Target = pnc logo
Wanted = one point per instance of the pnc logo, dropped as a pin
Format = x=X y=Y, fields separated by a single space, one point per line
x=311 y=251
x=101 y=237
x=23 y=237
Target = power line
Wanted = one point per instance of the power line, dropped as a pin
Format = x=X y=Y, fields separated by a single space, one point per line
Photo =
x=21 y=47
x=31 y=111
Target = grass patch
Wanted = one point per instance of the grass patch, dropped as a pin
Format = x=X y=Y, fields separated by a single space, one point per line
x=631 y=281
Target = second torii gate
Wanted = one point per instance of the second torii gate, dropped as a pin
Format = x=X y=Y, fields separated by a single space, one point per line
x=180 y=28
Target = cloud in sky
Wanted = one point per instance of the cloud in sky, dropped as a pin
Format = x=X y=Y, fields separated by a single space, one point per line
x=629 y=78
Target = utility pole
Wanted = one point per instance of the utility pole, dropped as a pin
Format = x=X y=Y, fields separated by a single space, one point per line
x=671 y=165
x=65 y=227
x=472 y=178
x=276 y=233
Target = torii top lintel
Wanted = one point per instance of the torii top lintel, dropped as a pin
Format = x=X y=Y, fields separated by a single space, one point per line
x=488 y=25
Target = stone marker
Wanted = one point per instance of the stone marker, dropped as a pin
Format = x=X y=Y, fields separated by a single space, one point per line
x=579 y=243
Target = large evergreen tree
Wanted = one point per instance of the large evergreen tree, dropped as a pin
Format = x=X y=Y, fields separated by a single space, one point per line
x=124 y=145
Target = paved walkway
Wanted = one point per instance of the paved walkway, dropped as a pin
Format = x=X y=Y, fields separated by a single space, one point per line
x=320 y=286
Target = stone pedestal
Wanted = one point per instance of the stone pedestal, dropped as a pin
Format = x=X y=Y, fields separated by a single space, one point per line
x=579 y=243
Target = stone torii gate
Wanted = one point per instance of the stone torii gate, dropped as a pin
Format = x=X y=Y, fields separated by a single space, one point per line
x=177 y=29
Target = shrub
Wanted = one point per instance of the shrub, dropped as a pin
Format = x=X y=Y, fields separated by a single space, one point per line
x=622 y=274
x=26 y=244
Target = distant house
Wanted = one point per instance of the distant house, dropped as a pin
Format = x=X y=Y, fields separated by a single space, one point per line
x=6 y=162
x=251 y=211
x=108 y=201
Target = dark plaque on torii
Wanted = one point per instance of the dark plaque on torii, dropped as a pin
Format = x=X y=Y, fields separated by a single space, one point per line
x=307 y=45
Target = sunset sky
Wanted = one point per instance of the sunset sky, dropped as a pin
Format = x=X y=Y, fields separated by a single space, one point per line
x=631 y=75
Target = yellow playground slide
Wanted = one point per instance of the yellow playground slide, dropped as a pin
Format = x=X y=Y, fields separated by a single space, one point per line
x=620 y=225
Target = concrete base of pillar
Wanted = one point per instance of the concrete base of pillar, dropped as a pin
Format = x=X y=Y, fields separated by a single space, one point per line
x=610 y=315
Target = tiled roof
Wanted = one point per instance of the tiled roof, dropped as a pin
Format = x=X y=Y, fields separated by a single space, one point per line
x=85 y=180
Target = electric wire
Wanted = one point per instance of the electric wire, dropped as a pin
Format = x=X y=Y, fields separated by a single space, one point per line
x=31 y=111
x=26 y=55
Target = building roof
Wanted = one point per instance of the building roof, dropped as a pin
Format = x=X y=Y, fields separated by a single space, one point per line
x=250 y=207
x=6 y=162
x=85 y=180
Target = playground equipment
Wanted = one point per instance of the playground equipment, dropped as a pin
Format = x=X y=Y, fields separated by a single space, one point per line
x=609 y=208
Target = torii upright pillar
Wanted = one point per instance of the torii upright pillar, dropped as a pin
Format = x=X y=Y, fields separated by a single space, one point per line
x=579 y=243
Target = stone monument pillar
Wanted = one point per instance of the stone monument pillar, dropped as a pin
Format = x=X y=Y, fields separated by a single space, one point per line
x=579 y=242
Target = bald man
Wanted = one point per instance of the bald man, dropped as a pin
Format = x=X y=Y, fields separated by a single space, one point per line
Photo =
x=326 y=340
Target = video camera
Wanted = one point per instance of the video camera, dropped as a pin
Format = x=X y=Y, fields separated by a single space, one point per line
● ● ● ● ●
Repeat the material above in full, exactly as it stands.

#### [SOLUTION TO THE PROBLEM]
Target = pnc logo
Wanted = one point per instance of the pnc logo, dropped as a pin
Format = x=X y=Y, fields separated by a single space, one point per line
x=311 y=251
x=101 y=237
x=23 y=237
Target = power line
Wanted = one point per instance of the power line, dropped as a pin
Format = x=X y=Y, fields separated by a single space, one point per line
Photo =
x=21 y=47
x=31 y=111
Target = grass patch
Wanted = one point per instance of the grass patch, dropped as a pin
Format = x=X y=Y, fields separated by a single space, one point per line
x=631 y=281
Target = second torii gate
Wanted = one point per instance of the second torii gate, dropped as a pin
Format = x=X y=Y, fields separated by a single space, one point per line
x=180 y=28
Target = cloud in sky
Wanted = one point per instance of the cloud in sky, dropped as a pin
Format = x=X y=Y, fields separated by a single space, one point per line
x=629 y=78
Target = utility pole
Wanted = one point per instance of the utility pole, dropped as a pin
Format = x=X y=Y, fields separated by a single space, one point per line
x=671 y=165
x=65 y=227
x=472 y=178
x=276 y=233
Target = torii top lintel
Wanted = one point per instance of the torii top lintel, dropped as a pin
Format = x=X y=Y, fields separated by a single space, one point per line
x=488 y=25
Target = stone marker
Wanted = one point per instance of the stone marker, dropped as a pin
Format = x=X y=Y, fields separated by a single space, one point per line
x=579 y=243
Target = large evergreen tree
Wanted = one point per instance of the large evergreen tree, dropped as a pin
Format = x=X y=Y, fields separated by a single space, one point per line
x=124 y=145
Target = paved walkway
Wanted = one point per instance of the paved walkway, dropped as a pin
Format = x=X y=Y, fields separated by a single space, one point per line
x=320 y=286
Target = stone pedestal
Wanted = one point per instance of the stone pedestal, dropped as a pin
Format = x=X y=Y, fields separated by a single space, one point per line
x=579 y=243
Target = stone torii gate
Wanted = one point per instance of the stone torii gate, dropped as a pin
Format = x=X y=Y, fields separated by a single space, one point per line
x=177 y=29
Target = shrub
Wanted = one point per instance of the shrub, dropped as a pin
Format = x=X y=Y, fields separated by a single space, one point per line
x=622 y=274
x=26 y=244
Target = distant house
Wanted = one point per instance of the distant house, dropped as a pin
Format = x=X y=Y, fields separated by a single space, one point per line
x=6 y=162
x=251 y=211
x=108 y=201
Target = dark plaque on torii
Wanted = one point per instance of the dark plaque on torii, dropped as a pin
Format = x=X y=Y, fields separated by a single space, one point per line
x=307 y=45
Target = sunset sky
Wanted = one point per instance of the sunset sky, dropped as a pin
Format = x=X y=Y, fields separated by a single space, one point per line
x=631 y=75
Target = yellow playground slide
Wanted = one point per instance of the yellow playground slide, dropped as a pin
Format = x=X y=Y, fields separated by a single space, one point per line
x=620 y=225
Target = concrete base of pillar
Wanted = one point per instance of the concrete base of pillar, dropped as a pin
Format = x=X y=Y, fields separated by a single space, one point per line
x=610 y=315
Target = tiled roof
Wanted = one point per instance of the tiled roof, dropped as a pin
Format = x=X y=Y, fields separated by a single space, one point per line
x=85 y=180
Target = electric wire
Wanted = one point per instance of the electric wire, dropped as a pin
Format = x=X y=Y, fields separated by a single space, one point per line
x=31 y=111
x=26 y=55
Target = building roof
Wanted = one point per instance of the building roof, dropped as a pin
Format = x=X y=Y, fields separated by a single space, one point per line
x=250 y=207
x=6 y=162
x=85 y=180
Target = playground equipment
Wanted = one point per instance of the playground equipment, dropped as a pin
Format = x=X y=Y, fields separated by a single space, one point per line
x=609 y=208
Target = torii upright pillar
Wanted = one point per instance of the torii upright pillar, dropped as a pin
Format = x=X y=Y, fields separated by a single space, one point per line
x=579 y=243
Target = stone monument pillar
Wanted = one point per instance of the stone monument pillar, dropped as a pin
Format = x=X y=Y, fields separated by a single space, one point per line
x=579 y=242
Target = bald man
Wanted = one point per instance of the bald man, dropped as a pin
Format = x=X y=Y, fields separated by a single space, one point per line
Photo =
x=326 y=340
Target = video camera
Wanted = one point per instance of the video camera, dropped as a pin
Format = x=X y=Y, fields separated by a single space, one point per line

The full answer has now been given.